• [RECORDS FOR THE EXERCISE]
● ● ● ● ●

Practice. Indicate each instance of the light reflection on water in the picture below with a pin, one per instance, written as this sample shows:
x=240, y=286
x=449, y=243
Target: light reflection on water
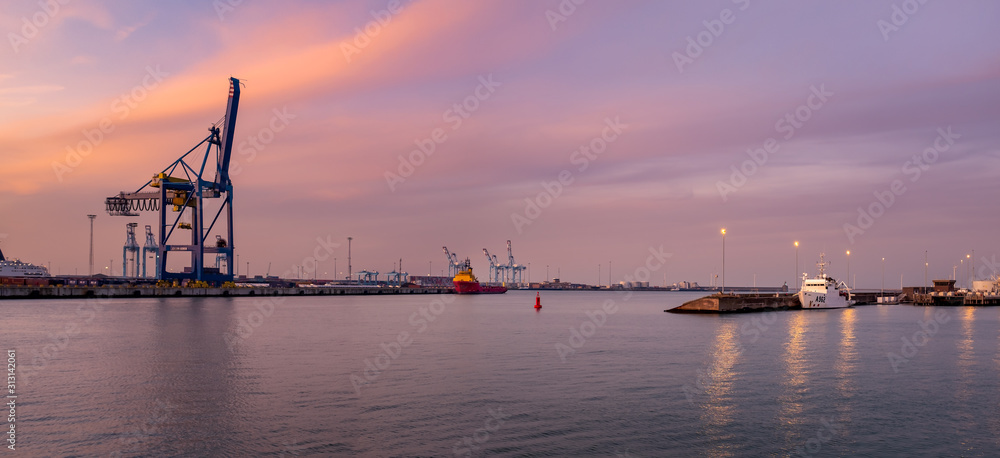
x=158, y=378
x=720, y=408
x=847, y=359
x=795, y=377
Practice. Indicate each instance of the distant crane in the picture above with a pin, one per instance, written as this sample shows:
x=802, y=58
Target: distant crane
x=516, y=270
x=453, y=265
x=366, y=277
x=496, y=270
x=185, y=186
x=150, y=249
x=130, y=252
x=397, y=279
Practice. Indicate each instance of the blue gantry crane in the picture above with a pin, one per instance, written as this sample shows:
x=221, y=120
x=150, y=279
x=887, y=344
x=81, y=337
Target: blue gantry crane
x=185, y=185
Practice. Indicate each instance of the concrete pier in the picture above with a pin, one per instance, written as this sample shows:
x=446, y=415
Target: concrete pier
x=84, y=292
x=735, y=303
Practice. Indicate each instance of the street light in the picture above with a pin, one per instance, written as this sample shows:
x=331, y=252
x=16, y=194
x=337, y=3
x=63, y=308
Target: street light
x=882, y=292
x=723, y=260
x=848, y=268
x=796, y=277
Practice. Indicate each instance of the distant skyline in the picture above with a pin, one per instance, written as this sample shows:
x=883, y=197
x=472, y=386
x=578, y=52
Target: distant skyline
x=585, y=134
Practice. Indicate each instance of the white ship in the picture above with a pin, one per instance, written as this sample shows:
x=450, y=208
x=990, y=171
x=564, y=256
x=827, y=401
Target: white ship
x=16, y=268
x=823, y=292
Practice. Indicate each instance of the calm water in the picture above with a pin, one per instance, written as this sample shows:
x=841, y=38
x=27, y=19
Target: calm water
x=235, y=377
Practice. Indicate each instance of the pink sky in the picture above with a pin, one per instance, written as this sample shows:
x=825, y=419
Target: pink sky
x=888, y=91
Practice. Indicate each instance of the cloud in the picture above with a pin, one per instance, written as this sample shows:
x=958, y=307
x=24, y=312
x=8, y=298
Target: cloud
x=125, y=32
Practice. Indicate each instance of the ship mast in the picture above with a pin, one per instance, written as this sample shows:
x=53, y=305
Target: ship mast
x=822, y=265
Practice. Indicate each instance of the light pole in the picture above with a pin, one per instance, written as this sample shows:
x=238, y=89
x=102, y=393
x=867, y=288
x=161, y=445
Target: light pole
x=848, y=268
x=882, y=291
x=91, y=271
x=968, y=275
x=796, y=277
x=723, y=260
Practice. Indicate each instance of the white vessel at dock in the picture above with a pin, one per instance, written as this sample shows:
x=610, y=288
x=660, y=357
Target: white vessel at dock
x=16, y=268
x=823, y=292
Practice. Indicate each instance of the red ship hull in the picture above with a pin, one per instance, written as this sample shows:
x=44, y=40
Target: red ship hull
x=471, y=287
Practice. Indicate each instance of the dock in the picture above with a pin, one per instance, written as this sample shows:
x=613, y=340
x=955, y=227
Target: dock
x=737, y=303
x=83, y=292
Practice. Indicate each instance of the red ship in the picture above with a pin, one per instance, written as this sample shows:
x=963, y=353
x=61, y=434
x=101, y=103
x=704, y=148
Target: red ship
x=466, y=283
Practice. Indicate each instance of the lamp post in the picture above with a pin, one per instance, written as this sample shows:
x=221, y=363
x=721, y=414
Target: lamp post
x=91, y=271
x=968, y=270
x=848, y=268
x=882, y=291
x=796, y=265
x=723, y=260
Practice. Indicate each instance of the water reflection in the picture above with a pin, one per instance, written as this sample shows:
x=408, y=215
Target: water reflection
x=720, y=408
x=847, y=358
x=966, y=352
x=795, y=379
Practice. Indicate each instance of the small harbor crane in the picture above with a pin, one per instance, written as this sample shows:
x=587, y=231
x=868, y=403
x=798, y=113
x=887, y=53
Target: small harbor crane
x=516, y=270
x=130, y=252
x=453, y=265
x=149, y=249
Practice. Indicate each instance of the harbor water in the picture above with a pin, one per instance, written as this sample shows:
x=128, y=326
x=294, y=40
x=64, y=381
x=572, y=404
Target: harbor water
x=590, y=374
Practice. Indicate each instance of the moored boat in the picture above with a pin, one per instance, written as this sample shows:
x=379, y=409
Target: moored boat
x=822, y=291
x=17, y=268
x=466, y=282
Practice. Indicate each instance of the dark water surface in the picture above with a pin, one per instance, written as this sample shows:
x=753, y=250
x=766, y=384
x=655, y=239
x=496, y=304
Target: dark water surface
x=487, y=375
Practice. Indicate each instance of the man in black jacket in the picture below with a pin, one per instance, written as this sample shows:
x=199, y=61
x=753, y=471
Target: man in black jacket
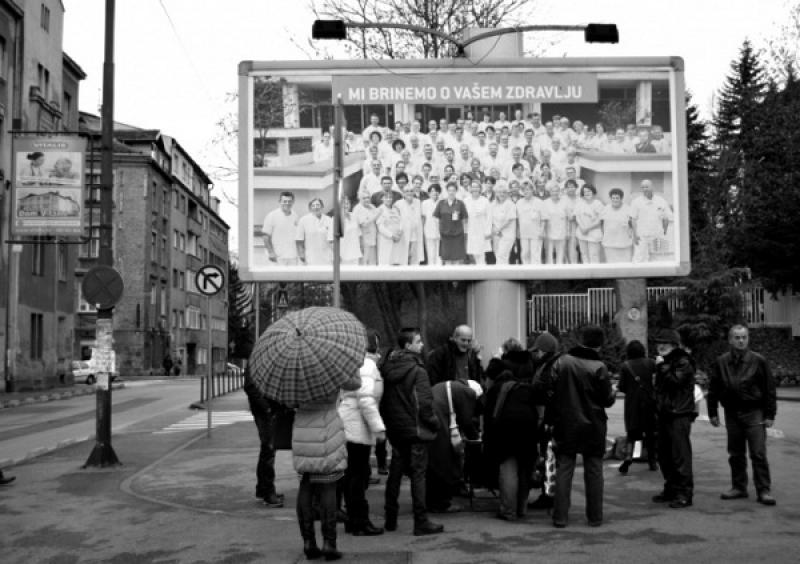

● ● ● ● ●

• [TASK TO COMPLETE] Rewrite all the lines above, swapping every "Indicate" for "Mark" and keeping everything else the same. Leave the pictures out.

• [WRITTEN SOLUTION]
Practice. Mark each instance of the light reflection on water in the picture below with a pin, one per instance, written as this sample shows:
x=240, y=286
x=449, y=243
Target: light reflection on water
x=158, y=378
x=720, y=408
x=847, y=359
x=795, y=377
Practice. Mark each instance of the distant crane in the picture above with a pin, one per instance, written as this sample shows:
x=802, y=58
Target: distant crane
x=516, y=270
x=453, y=265
x=366, y=277
x=496, y=270
x=185, y=186
x=150, y=249
x=130, y=252
x=397, y=279
Practice. Mark each instance of the blue gantry crane in the picture above with a pin, one per instance, written as this sample shows:
x=221, y=120
x=150, y=279
x=887, y=344
x=81, y=337
Target: blue gantry crane
x=185, y=185
Practice. Mark each instance of the concrete pier in the picture above with a pin, one per instance, written as this sample shows:
x=446, y=415
Target: concrete pier
x=84, y=292
x=735, y=303
Practice. Mark each instance of the street light in the picture above with a pin, one per instance, written as this sample shows:
x=331, y=252
x=16, y=194
x=337, y=3
x=63, y=308
Target: street light
x=882, y=292
x=723, y=260
x=848, y=268
x=796, y=277
Practice. Mark each instance of the distant skyline in the picture above with a pin, one per instance, written as this sample shows:
x=883, y=197
x=472, y=386
x=578, y=52
Target: distant skyline
x=585, y=134
Practice. Mark each instance of the white ship in the picture above with a pin, one per instance, written as this sample shows:
x=450, y=208
x=990, y=171
x=564, y=256
x=827, y=401
Target: white ship
x=16, y=268
x=823, y=292
Practice. Mark each instance of the calm water in the picture above with a pin, one per instance, written as this sample shows:
x=841, y=38
x=27, y=19
Target: calm water
x=235, y=377
Practice. Mark each instance of the pink sky in the picture above with a pin, one per instance, written as this sample shows:
x=825, y=419
Target: pink sky
x=888, y=91
Practice. Mark each instance of the cloud in the picture above with a pin, one per instance, written as this sample shows:
x=958, y=307
x=24, y=312
x=8, y=298
Target: cloud
x=125, y=32
Practice. Mark each instance of the ship mast in the picture above with a pin, one per instance, written as this sample shows:
x=53, y=305
Target: ship mast
x=822, y=265
Practice. Mark each instance of the light pole in the picture above with a pin, one per instance, written as this sample shows:
x=238, y=89
x=102, y=393
x=867, y=288
x=161, y=445
Target: light pole
x=848, y=268
x=882, y=291
x=91, y=271
x=968, y=275
x=796, y=277
x=723, y=260
Practice. Mark each instance of the white vessel at dock in the picture above with a pin, one per instance, written as this sample shows:
x=610, y=288
x=660, y=357
Target: white vessel at dock
x=16, y=268
x=823, y=292
Practice. Mark each instance of the red ship hull in the picture above with a pin, one per instance, written as this sample shows:
x=44, y=40
Target: red ship hull
x=471, y=287
Practice. Mark each instance of the dock in the picture above with a pin, one per instance, written as this sample shows:
x=613, y=340
x=955, y=227
Target: dock
x=737, y=303
x=83, y=292
Practice. Mark each instance of the red ship in the picture above with a pin, one per instance, written as this sample shows:
x=963, y=353
x=61, y=434
x=101, y=103
x=704, y=148
Target: red ship
x=466, y=283
Practice. Mark each instance of the lamp post in the picture above with a pin, one per instance, written as this sample shows:
x=221, y=363
x=721, y=414
Target: lamp post
x=91, y=271
x=968, y=270
x=848, y=268
x=882, y=291
x=796, y=265
x=723, y=260
Practice. Mark each instance of the water reflection in the picture above with a pin, one per instance, written as this sample shows:
x=408, y=215
Target: water reflection
x=720, y=408
x=847, y=358
x=966, y=352
x=795, y=379
Practice. Mark each instance of the small harbor crane in the picture above with a pin, one per instance, written as this sample shows:
x=587, y=231
x=868, y=403
x=798, y=113
x=887, y=53
Target: small harbor crane
x=516, y=270
x=130, y=252
x=453, y=265
x=149, y=249
Practice. Mark each instance of the harbor water in the picture above with a pin, one per instance, written as this sample shows:
x=128, y=326
x=294, y=40
x=64, y=381
x=572, y=404
Target: harbor water
x=590, y=374
Practice. Mark each instance of the moored boat in the picture above with a pin, one per instance, written as this sample shows:
x=379, y=409
Target: moored boat
x=822, y=291
x=17, y=268
x=466, y=282
Practice. Mark each instance of the dark water surface in the picture above with a pin, one per instance, written as this sample shows:
x=753, y=250
x=766, y=384
x=655, y=239
x=496, y=304
Target: dark water surface
x=487, y=375
Practice. Mark each instance of the man in black jacket in the picture below with a pin, one per instance, written as this sample shows:
x=199, y=61
x=753, y=471
Target: man in black jacket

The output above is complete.